- [The task]
From the forum thread about changing usernames, reproduce the passage that begins at the words "There are lots" and stops after "users so far.".
start Page text
# Username



## supercrom

Can we change our username?

There are lots and lots of registered people that don't use their username since months. I would like to change mine, but there is another user identified with that username... 

Maybe some users can be delete because they have never been active. There are about 8142 users so far.

¿Podemos cambiar nuestros nombres de usuario siempre y cuando no se crucen con los de usuarios inscritos antes?

Gracias


----------



## mkellogg

I don't want to get in the business of deleting a username and giving it to somebody else.  It might get ugly...  Maybe if somebody has 0 posts.

Another thing that I don't want to spend time doing much is merge usernames.  If you were to sign up for a second username, I could merge your current name into that name. (You keep your post count and the name on the posts will change, too.)

Let me offer this to any member who writes in this thread by the end of the week:  I'll merge one member name into another.  But you have to respond in this thread here!!!

Also, I reserve the right to change my mind if it gets too ugly!

Let's see if cuchuflete decides to get rid of that unnecessary accent in his name...

Mike


----------



## alc112

Hola Mike!!!
Podría ser posible cambiar mi a minuscula por una mayuscula?
Gracias


----------



## vachecow

mkellogg said:
			
		

> Let me offer this to any member who writes in this thread by the end of the week:  I'll merge one member name into another.  But you have to respond in this thread here!!!Mike


Why would I want to do that?


----------



## mkellogg

alc112,
I'll try, but I'm not sure that it will work.  Do you want ALC112?

Mike


----------



## alc112

mkellogg said:
			
		

> alc112,
> I'll try, but I'm not sure that it will work. Do you want ALC112?
> 
> Mike


no, thanks
Mejor déjalo así. igual muchisimas gracias
Regards


----------



## cuchuflete

mkellogg said:
			
		

> I don't want to get in the business of deleting a username and giving it to somebody else.  It might get ugly...  Maybe if somebody has 0 posts.
end Page text
start Material provided
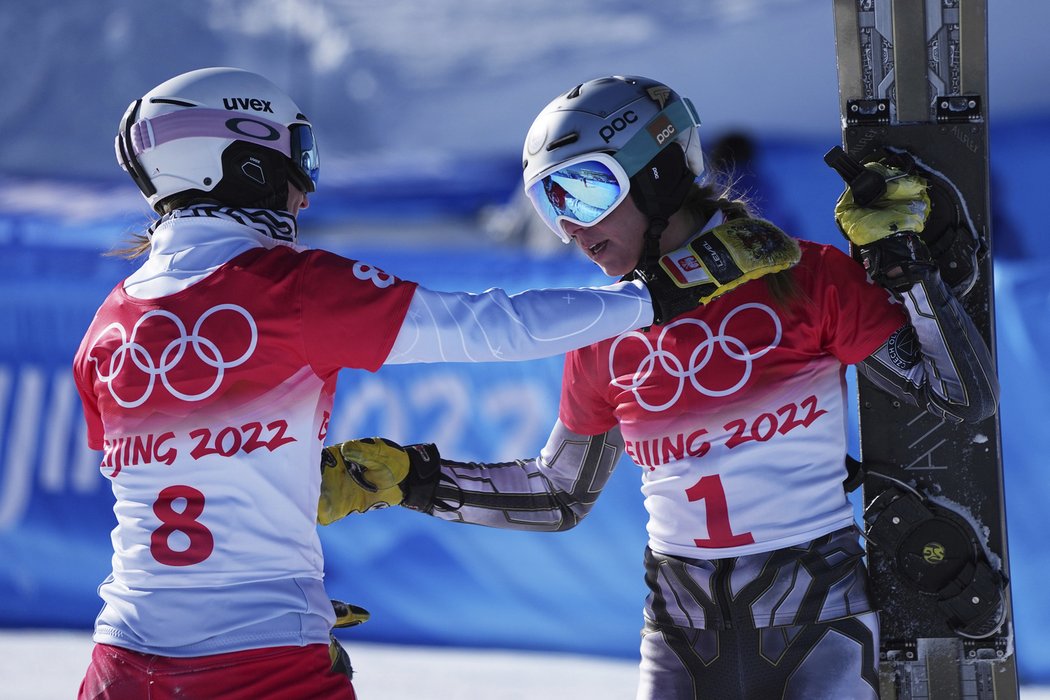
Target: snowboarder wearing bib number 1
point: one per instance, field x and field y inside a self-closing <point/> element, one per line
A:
end Material provided
- [Task answer]
There are lots and lots of registered people that don't use their username since months. I would like to change mine, but there is another user identified with that username... 

Maybe some users can be delete because they have never been active. There are about 8142 users so far.